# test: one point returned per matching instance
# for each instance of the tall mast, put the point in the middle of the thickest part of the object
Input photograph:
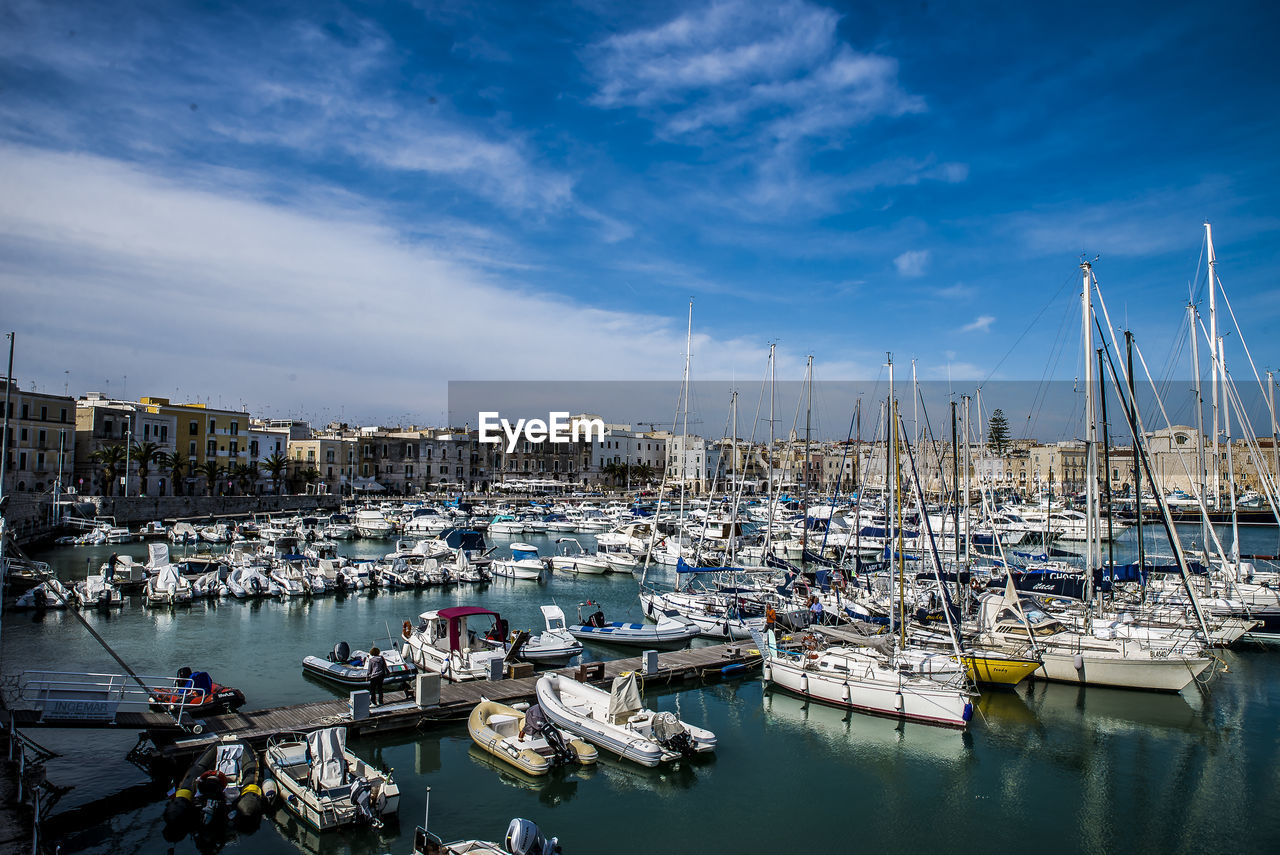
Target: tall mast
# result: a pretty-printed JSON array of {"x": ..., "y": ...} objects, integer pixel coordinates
[
  {"x": 1214, "y": 355},
  {"x": 1092, "y": 551},
  {"x": 968, "y": 462},
  {"x": 804, "y": 531},
  {"x": 1200, "y": 423},
  {"x": 684, "y": 442}
]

SHORT EXERCISE:
Rename every "tall mast" in the records to "ship mast" and give the records again with nothing else changed. Leave the pictures out.

THE COMPLETED TASK:
# test: one point returned per matching instance
# for each instance of the ship mast, put the point in the middle of the thickest part of the object
Input photograph:
Target: ship mast
# result: a pretty-printed JSON array of {"x": ..., "y": ...} objects, integer pixel coordinates
[
  {"x": 1214, "y": 355},
  {"x": 1092, "y": 551},
  {"x": 968, "y": 462},
  {"x": 804, "y": 531},
  {"x": 1200, "y": 423},
  {"x": 684, "y": 442}
]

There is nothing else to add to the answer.